### EXTRACTED TEXT:
The stories of Chris Cline's humble beginnings have been well documented.
Filling bags with dirt at a penny each for his dad. Growing up in a double-wide in Wyoming County and thawing frozen pipes with a blow dryer.
Life as a successful coal mining tycoon didn't come easy. It led him away from his native West Virginia, but he was always sure to remember his roots.
Cline’s death in a helicopter crash that killed six other people off the coast of the Bahamas on Thursday leaves a void that will be felt beyond the mining industry. Cline impacted the lives of students in the classroom and on the field.
The Cline Family Foundation has awarded kids with scholarships since its inception in 2009. The YMCA Paul Cline Memorial Youth Sports Complex, which bears his father’s name, has become a major player in soccer at the state level, thanks in large part to the Cline Family Foundation’s support.
“It was a sad day when he passed,” said Beckley native Bob Pruett, who served as Marshall University’s head football coach from 1996 until 2004. “He has done so much for the whole state, really, but for my hometown of Beckley, the soccer fields at the Y and those facilities. He would do anything for the kids.”
The sports complex has hosted the West Virginia state high school soccer tournament since 2004. The complex has eight fields in all, but two — Carter Field and Cline Field — are used for the tournament.

### TASK ITEM A:
In the article about Chris Cline, since what year has the YMCA Paul Cline Memorial Youth Sports Complex hosted the West Virginia state high school soccer tournament?
### TASK ITEM B:
Repeat the passage of the article about Chris Cline between "The stories of" and "Family Foundation’s support.", inclusive.

### LISTED RECORDS:
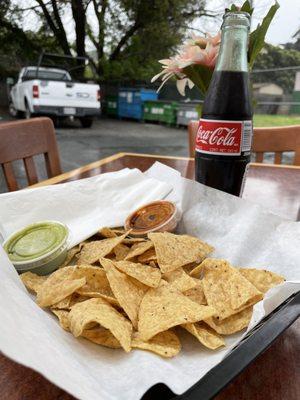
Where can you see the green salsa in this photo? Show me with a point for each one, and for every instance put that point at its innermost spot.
(35, 241)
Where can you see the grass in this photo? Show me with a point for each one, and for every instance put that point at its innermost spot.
(275, 120)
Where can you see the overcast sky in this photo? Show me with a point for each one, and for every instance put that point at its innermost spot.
(284, 26)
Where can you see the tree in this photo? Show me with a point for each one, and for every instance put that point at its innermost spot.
(277, 57)
(125, 37)
(295, 45)
(16, 46)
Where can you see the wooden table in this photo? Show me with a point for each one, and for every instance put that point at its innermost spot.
(274, 374)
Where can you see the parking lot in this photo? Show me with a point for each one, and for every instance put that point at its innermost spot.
(78, 146)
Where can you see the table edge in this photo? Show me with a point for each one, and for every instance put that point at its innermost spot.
(64, 176)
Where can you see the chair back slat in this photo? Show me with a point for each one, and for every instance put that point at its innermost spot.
(23, 140)
(259, 156)
(30, 170)
(10, 178)
(278, 157)
(275, 140)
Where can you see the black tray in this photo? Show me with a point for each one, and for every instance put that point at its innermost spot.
(255, 342)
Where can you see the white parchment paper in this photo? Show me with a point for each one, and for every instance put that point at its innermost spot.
(240, 231)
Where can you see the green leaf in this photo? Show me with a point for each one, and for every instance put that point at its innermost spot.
(246, 7)
(257, 37)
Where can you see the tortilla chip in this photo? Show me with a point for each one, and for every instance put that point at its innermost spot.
(107, 233)
(63, 317)
(126, 290)
(180, 279)
(92, 251)
(263, 280)
(32, 281)
(131, 241)
(101, 336)
(188, 268)
(153, 264)
(70, 255)
(197, 271)
(165, 307)
(232, 324)
(174, 251)
(165, 344)
(118, 231)
(226, 289)
(207, 336)
(59, 285)
(64, 304)
(121, 251)
(196, 294)
(100, 311)
(96, 285)
(138, 249)
(149, 276)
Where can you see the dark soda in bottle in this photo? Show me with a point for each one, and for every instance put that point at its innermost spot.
(224, 135)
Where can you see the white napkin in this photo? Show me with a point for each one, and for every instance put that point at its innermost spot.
(240, 231)
(84, 206)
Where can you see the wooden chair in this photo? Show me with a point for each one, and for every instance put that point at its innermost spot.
(274, 139)
(23, 140)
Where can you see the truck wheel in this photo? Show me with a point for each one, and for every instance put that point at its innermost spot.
(28, 113)
(86, 122)
(13, 112)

### EXERCISE ANSWER A:
Since 2004.

### EXERCISE ANSWER B:
The stories of Chris Cline's humble beginnings have been well documented.
Filling bags with dirt at a penny each for his dad. Growing up in a double-wide in Wyoming County and thawing frozen pipes with a blow dryer.
Life as a successful coal mining tycoon didn't come easy. It led him away from his native West Virginia, but he was always sure to remember his roots.
Cline’s death in a helicopter crash that killed six other people off the coast of the Bahamas on Thursday leaves a void that will be felt beyond the mining industry. Cline impacted the lives of students in the classroom and on the field.
The Cline Family Foundation has awarded kids with scholarships since its inception in 2009. The YMCA Paul Cline Memorial Youth Sports Complex, which bears his father’s name, has become a major player in soccer at the state level, thanks in large part to the Cline Family Foundation’s support.